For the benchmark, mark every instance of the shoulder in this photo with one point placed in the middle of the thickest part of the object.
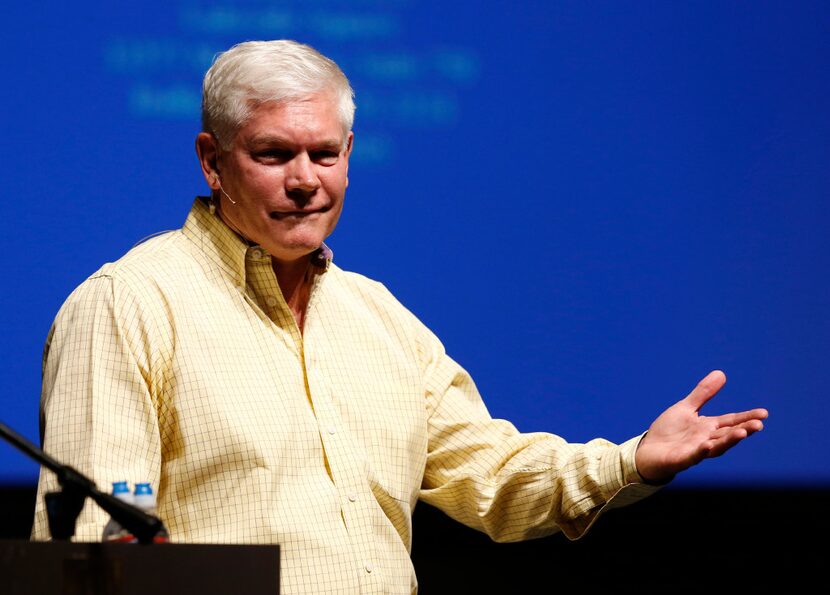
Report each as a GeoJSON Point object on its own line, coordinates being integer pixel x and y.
{"type": "Point", "coordinates": [126, 282]}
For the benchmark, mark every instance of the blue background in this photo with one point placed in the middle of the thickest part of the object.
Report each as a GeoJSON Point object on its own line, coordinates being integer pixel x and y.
{"type": "Point", "coordinates": [593, 204]}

**Stated exercise:**
Could you return all of the data above word for word, leaving out the pictures?

**Reply to the task:**
For the benchmark, mark every instance of the shoulder in this photo with one point placed in the middle of the thickest part of the object.
Report each as a GeoJSON Point object on its own line, coordinates being integer pixel x and y.
{"type": "Point", "coordinates": [126, 282]}
For the benchmark, mark every instance of the blue background in this photo with one point placed in the middle of the thickest part of the object.
Report each as a GeoJSON Point object on its own line, coordinates being integer pixel x and y.
{"type": "Point", "coordinates": [593, 204]}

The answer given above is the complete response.